#### Page:
• • • •
While writing a review of The Phoenix Project I realised that it might seem irrelevant to current-day developers. Many people have never lived with separate “Development” and “IT Operations” teams and deploy their code automatically / with little fear of failure (e.g. just pushing to a repo where an automated build is triggered). That’s great, except sometimes it’s good to reflect on bad history in order to understand the important things about our current situation.
To aid reflection, I offer this memory of disfunction from a real life situation in the mid 2000s.
(I have observed in a few places that for any group of people who are ignorant of an experience, there is another group who know only that experience. If you find it weird that there could ever be software without people whose only job is to deploy and run it, The Phoenix Project is highly recommended)
My first job was as a “Technology Consultant”, aka contract software developer for a contracting house that wrote whole new systems for big corporates that didn’t have capacity for those projects. Typically we would write a system and then leave it in the hands of an internal IT Operations team to maintain. Their job was to keep new software and old software running smoothly on the same servers, and handle issues with the operating environment.
• • • •
#### Written problem:
Please return everything in the Phoenix Project text from "While writing a" down to "the mid 2000s.", copied word for word.
• • • •
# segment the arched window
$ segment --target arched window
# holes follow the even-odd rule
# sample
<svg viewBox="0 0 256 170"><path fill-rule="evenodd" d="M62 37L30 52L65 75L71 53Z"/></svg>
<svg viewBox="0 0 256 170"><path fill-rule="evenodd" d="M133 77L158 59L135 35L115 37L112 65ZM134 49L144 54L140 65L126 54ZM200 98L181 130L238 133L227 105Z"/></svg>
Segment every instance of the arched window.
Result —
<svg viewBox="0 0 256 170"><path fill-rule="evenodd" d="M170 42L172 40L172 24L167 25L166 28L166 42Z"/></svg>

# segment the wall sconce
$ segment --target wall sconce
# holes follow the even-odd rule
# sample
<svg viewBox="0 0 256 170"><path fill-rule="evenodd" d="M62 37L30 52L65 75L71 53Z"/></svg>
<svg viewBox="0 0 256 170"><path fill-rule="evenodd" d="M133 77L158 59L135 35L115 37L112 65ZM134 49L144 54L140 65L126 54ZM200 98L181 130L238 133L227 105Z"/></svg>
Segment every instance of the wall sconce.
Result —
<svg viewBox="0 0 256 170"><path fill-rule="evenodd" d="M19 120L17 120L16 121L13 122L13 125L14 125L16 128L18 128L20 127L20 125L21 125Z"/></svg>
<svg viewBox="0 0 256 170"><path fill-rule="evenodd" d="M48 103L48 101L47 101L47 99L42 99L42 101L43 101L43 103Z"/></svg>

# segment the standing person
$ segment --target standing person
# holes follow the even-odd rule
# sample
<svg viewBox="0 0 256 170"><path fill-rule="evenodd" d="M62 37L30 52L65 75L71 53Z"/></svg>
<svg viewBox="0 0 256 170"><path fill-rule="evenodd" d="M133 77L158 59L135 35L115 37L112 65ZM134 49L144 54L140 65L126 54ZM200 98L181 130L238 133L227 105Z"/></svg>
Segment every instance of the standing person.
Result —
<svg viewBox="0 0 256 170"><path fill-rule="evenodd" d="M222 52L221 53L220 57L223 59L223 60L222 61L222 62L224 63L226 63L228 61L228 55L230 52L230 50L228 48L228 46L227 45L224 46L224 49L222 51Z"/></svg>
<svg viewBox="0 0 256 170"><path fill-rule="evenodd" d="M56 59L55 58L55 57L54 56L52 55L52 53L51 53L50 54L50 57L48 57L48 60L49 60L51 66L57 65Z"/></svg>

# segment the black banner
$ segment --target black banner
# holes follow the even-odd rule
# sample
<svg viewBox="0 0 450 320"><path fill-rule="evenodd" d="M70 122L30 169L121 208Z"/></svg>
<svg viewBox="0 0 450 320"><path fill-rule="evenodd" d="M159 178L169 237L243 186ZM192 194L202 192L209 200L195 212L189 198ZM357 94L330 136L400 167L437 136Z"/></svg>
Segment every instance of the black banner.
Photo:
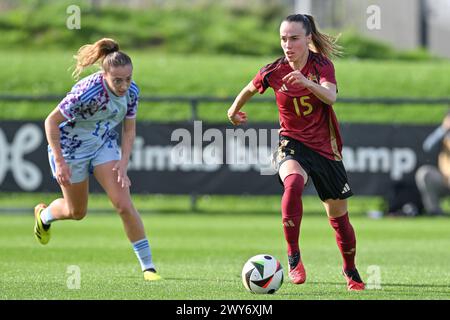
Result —
<svg viewBox="0 0 450 320"><path fill-rule="evenodd" d="M436 155L422 143L428 125L341 124L344 164L356 195L386 195L414 183L414 173ZM270 166L278 126L195 122L138 122L128 175L132 192L161 194L279 194ZM101 191L95 179L91 190ZM0 123L0 190L59 191L51 176L42 122ZM314 193L310 185L306 193Z"/></svg>

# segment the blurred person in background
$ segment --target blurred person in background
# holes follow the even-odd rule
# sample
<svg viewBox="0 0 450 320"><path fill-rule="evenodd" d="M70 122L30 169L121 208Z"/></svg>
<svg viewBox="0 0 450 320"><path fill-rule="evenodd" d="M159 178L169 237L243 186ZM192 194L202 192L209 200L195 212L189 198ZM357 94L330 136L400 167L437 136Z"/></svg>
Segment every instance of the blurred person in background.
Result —
<svg viewBox="0 0 450 320"><path fill-rule="evenodd" d="M89 175L94 174L122 219L144 279L160 280L144 224L131 201L127 175L139 98L139 89L132 81L131 58L108 38L82 46L75 58L73 75L77 80L86 67L99 63L102 70L78 81L45 120L50 167L63 197L48 207L35 207L35 237L47 244L53 222L85 217ZM114 130L119 124L121 148Z"/></svg>
<svg viewBox="0 0 450 320"><path fill-rule="evenodd" d="M423 165L416 171L416 184L428 215L444 215L440 201L450 196L450 111L423 143L427 153L438 153L437 166Z"/></svg>
<svg viewBox="0 0 450 320"><path fill-rule="evenodd" d="M240 111L256 93L271 87L280 120L277 166L284 186L281 200L283 230L287 242L289 277L295 284L306 281L299 248L303 215L302 193L309 178L323 202L343 258L342 273L348 290L364 290L356 269L356 236L350 224L347 198L353 193L342 162L342 140L332 105L337 82L330 58L340 54L336 40L321 33L314 18L295 14L280 26L284 56L263 67L239 93L228 110L234 125L247 122Z"/></svg>

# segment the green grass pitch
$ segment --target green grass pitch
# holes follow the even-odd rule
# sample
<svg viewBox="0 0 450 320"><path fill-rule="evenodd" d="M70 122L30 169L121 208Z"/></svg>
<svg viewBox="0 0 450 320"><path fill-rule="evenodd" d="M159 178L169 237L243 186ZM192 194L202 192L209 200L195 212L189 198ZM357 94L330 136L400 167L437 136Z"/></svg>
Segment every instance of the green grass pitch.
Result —
<svg viewBox="0 0 450 320"><path fill-rule="evenodd" d="M42 246L33 217L0 215L0 299L449 299L450 219L352 217L357 263L379 289L347 292L341 257L325 214L305 213L301 249L308 279L285 281L274 295L245 291L241 268L256 254L287 268L276 213L143 214L154 261L164 281L146 283L115 214L59 221ZM80 286L73 282L80 272ZM379 273L377 272L379 271ZM286 273L285 273L286 275ZM286 279L286 278L285 278ZM74 288L75 286L75 288Z"/></svg>

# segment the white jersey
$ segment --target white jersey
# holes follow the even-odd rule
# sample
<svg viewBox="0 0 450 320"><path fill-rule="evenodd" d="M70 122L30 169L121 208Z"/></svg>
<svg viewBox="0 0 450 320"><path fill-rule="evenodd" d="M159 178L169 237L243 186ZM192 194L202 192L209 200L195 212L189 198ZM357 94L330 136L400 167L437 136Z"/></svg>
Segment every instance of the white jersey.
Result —
<svg viewBox="0 0 450 320"><path fill-rule="evenodd" d="M138 99L136 83L118 97L109 90L101 72L77 82L58 105L67 119L59 126L63 157L87 159L104 144L117 142L114 128L124 118L136 117Z"/></svg>

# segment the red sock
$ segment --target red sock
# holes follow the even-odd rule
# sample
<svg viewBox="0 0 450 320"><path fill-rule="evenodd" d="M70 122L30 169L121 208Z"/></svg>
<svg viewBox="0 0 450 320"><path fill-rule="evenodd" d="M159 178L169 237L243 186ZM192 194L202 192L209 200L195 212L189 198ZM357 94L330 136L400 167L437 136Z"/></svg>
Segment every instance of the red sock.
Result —
<svg viewBox="0 0 450 320"><path fill-rule="evenodd" d="M284 179L284 193L281 199L284 237L288 245L288 254L299 252L298 239L302 221L302 192L304 179L300 174L291 174Z"/></svg>
<svg viewBox="0 0 450 320"><path fill-rule="evenodd" d="M355 269L356 237L348 219L348 212L342 217L329 218L329 220L336 231L336 243L344 259L344 270Z"/></svg>

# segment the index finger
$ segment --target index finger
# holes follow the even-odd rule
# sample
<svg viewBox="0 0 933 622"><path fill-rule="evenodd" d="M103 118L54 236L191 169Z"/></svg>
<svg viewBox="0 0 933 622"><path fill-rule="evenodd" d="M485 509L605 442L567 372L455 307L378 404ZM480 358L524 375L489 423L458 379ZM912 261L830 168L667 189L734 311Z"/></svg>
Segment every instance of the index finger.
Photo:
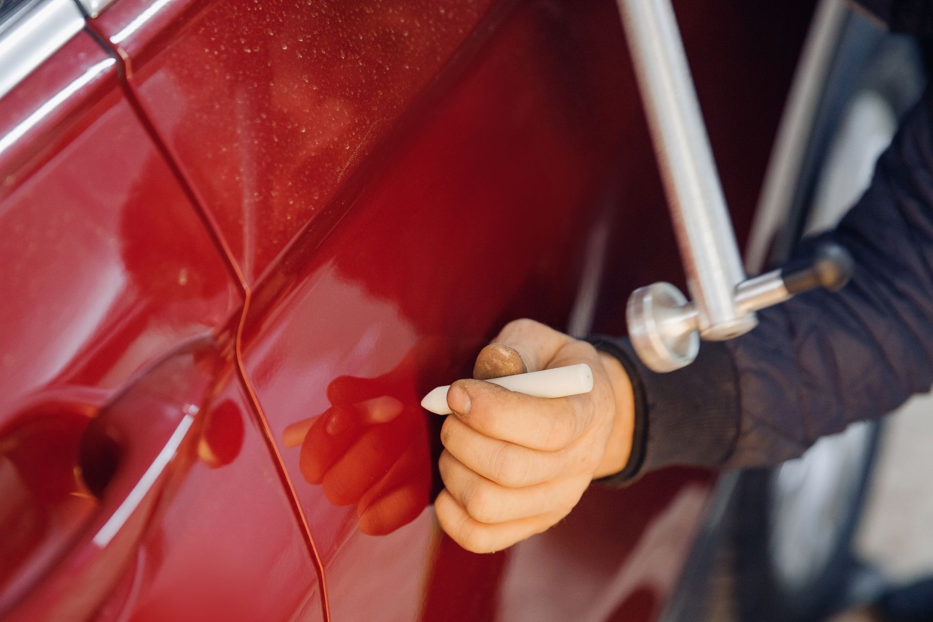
• • • •
#### Problem solution:
While writing a review of The Phoenix Project I realised that it might seem irrelevant to current-day developers. Many people have never lived with separate “Development” and “IT Operations” teams and deploy their code automatically / with little fear of failure (e.g. just pushing to a repo where an automated build is triggered). That’s great, except sometimes it’s good to reflect on bad history in order to understand the important things about our current situation.
To aid reflection, I offer this memory of disfunction from a real life situation in the mid 2000s.